◆ TASK INSTRUCTIONS
What is needed is an exact copy of the records, with the images left out.
----- INPUT
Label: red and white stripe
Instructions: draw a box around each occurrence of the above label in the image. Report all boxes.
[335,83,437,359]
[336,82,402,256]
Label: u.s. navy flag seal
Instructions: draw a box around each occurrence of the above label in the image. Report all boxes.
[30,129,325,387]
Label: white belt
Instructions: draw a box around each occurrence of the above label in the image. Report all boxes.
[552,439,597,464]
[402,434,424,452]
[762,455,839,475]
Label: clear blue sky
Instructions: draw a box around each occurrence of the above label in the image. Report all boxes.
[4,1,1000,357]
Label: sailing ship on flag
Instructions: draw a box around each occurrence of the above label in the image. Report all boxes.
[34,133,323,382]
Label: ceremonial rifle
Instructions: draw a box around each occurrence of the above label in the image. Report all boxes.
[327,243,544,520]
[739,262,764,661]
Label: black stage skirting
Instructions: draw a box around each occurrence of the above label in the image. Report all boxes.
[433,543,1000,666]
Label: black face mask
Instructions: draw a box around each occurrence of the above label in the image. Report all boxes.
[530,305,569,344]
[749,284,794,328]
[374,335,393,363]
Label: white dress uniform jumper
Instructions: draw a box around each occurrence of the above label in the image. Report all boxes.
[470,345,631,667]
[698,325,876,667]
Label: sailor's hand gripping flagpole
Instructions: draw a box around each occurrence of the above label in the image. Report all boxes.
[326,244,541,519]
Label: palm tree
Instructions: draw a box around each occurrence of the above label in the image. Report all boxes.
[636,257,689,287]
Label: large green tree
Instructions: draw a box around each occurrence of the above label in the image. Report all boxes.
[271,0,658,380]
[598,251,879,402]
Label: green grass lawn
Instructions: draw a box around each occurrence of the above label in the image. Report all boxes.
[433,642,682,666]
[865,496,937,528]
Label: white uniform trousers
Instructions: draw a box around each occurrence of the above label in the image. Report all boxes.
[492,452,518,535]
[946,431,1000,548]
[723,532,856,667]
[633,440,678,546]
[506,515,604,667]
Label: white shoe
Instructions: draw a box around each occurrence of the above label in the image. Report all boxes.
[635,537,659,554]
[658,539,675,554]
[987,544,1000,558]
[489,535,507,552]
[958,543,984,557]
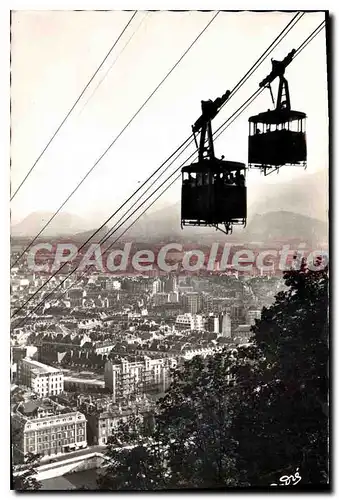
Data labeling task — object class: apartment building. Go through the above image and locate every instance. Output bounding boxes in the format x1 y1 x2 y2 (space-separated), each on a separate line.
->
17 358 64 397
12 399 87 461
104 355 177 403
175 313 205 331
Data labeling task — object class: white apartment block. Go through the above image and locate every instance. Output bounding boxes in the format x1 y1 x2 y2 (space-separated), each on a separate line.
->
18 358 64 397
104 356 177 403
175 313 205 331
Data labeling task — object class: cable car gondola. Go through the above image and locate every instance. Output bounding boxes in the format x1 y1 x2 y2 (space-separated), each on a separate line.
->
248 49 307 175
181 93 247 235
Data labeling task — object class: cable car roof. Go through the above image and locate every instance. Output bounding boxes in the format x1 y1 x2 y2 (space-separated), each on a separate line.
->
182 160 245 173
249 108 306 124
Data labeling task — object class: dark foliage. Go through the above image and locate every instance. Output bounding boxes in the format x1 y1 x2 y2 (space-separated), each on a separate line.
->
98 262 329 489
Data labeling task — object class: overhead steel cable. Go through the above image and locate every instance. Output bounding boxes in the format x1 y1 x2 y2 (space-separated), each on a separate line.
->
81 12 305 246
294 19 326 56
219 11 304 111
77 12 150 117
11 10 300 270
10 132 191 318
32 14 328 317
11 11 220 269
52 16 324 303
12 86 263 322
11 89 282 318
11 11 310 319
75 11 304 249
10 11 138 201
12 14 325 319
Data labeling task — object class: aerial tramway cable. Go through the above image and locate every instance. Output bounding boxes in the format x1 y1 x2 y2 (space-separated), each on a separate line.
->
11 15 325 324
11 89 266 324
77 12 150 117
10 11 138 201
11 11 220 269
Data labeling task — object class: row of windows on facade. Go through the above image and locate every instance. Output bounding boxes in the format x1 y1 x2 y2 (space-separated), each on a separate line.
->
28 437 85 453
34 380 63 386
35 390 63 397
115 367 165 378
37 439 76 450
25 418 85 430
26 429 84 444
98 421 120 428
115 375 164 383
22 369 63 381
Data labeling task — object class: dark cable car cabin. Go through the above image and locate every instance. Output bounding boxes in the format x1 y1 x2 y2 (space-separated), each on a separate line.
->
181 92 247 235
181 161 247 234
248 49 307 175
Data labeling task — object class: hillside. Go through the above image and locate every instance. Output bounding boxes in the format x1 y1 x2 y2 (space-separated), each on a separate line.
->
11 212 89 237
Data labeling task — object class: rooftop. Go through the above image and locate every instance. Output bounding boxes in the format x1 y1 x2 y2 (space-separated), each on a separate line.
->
----------
◆ SOLUTION FOR THIS TASK
Label: red and white stripe
Instructions: draw a box around each occurrence of the above label in the image. Report all boxes.
[335,83,437,359]
[336,82,402,256]
Label: u.s. navy flag seal
Instructions: draw a box around each occurrence of the above label in the image. Report all boxes.
[30,129,325,387]
Label: white belt
Instructions: draw a box around each occurrence of the above label in the image. Report all boxes.
[552,439,597,464]
[402,434,424,452]
[762,455,839,475]
Label: clear blue sky
Instructions: draw a box around each occurrence of the above label in the image. Report all boxes.
[4,1,1000,357]
Label: sailing ship on flag
Instructions: draw a box around each occurrence of the above label in the image. Report all boxes.
[34,133,323,382]
Label: ceremonial rifle
Instructions: draw a box around each occurrence of the above label in the image. Report all boxes.
[327,243,544,520]
[739,262,764,661]
Label: black stage skirting
Instructions: draw a box around each occurrence of the above label in the image. Report all boxes.
[433,543,1000,666]
Label: black face mask
Instructions: draw a box around each occurrence of the above label in the image. Report all boxes.
[530,305,569,344]
[749,284,794,328]
[374,335,393,363]
Label: white dress uniform jumper
Instructions: draw a box around each occurrence of the above label in the image. Report all boxes.
[470,345,631,667]
[698,325,876,667]
Label: sailor's hand gripping flagpole
Instructions: draw a box around each occurrence of the above label in the image. Report all boxes.
[326,244,541,519]
Label: palm tree
Instructions: draw a box around each occurrence of the above label in the image. Report all boxes.
[636,257,689,287]
Label: large green tree
Instructions: draw a box around each occurrence of the above label in the image. Report all boxes.
[271,0,658,380]
[598,251,879,402]
Label: green grass lawn
Instructions: draw a box around each occurrence of the above label in the image. Report all boxes.
[433,642,682,666]
[865,496,937,528]
Label: white uniform trousers
Instructions: draw a box around each occurrence of the above label in the image. Report all boxes.
[492,452,518,535]
[946,431,1000,548]
[723,532,856,667]
[633,440,678,546]
[506,515,604,667]
Label: white shoe
Instructions: draw a box around each occurrence of the above label in the image. Report all boxes.
[635,537,659,554]
[658,539,675,554]
[987,544,1000,558]
[489,535,507,552]
[958,543,984,557]
Data labeling task — object class: apartment building. Go through the above image and locate every instance. Output bounding boxes in the format x1 y1 x2 y2 (space-separated), each on a separate line.
->
17 358 64 397
12 399 87 461
104 355 177 403
175 313 205 331
Data labeling task — object class: white apartment block. Go through the above image and locate every instance. Output bounding boxes in the format x1 y1 x2 y2 (space-separated), each on a separate line.
->
18 358 64 397
104 356 177 403
175 313 205 331
Data labeling task — object class: cable car gondola. Go through the above image and locate every instance. Output bounding boxes in the format x1 y1 x2 y2 (space-separated), each on a separate line.
->
248 49 307 175
181 93 247 235
Data labeling task — object class: cable car roof. Go through the above image and locate every instance. Output bounding boxes in the format x1 y1 x2 y2 (space-separated), each on a separate line.
->
182 160 245 173
249 108 306 124
Data labeling task — object class: dark foliage. Go through the above image and locate every instance. Output bounding boxes in the format x1 y1 x2 y2 (space-separated), each on a separate line.
->
98 262 329 489
Data labeling task — object class: overhead steel cable. Go through the above image and locate every instance. Output bounding boxes in the format x1 y1 x2 y2 (space-separated), each on a separate line.
->
81 12 305 246
294 19 326 56
219 11 304 111
77 12 150 117
11 10 300 270
10 132 191 318
32 14 328 317
11 11 220 269
52 16 324 303
12 86 263 322
11 89 282 318
11 11 310 319
75 11 304 249
10 11 138 201
12 14 325 319
Data labeling task — object class: aerial tramway cable. Go through the above image and locate every instance. Output bounding boxes in the format x1 y1 x2 y2 (space-separated), each on a separate line.
->
11 15 325 324
11 89 266 324
77 12 150 117
10 11 138 201
11 11 220 269
Data labeling task — object class: row of windows on facade. Go through the above image and locate every instance. Output bounding boxes in the format x1 y1 x2 y2 (space-separated), each on a separate line.
->
28 437 85 453
34 380 63 386
35 390 63 397
115 367 165 378
37 439 76 450
25 418 85 430
26 429 84 444
98 421 120 428
115 375 164 383
22 369 63 381
Data labeling task — object class: dark cable car cabin. Go through the above image and locate every instance. Output bounding boxes in the format x1 y1 x2 y2 (space-separated), each on a separate line.
->
181 92 247 235
181 161 247 234
248 49 307 175
Data labeling task — object class: hillside. Go through the above image and locate every instance. Output bounding boxes in the format x1 y1 x2 y2 (space-separated), each on a separate line.
->
11 212 89 237
Data labeling task — object class: rooftop. Go through the above image and locate every instance. Output bounding boxes in the format x1 y1 x2 y2 (space-separated), each on a separate line.
->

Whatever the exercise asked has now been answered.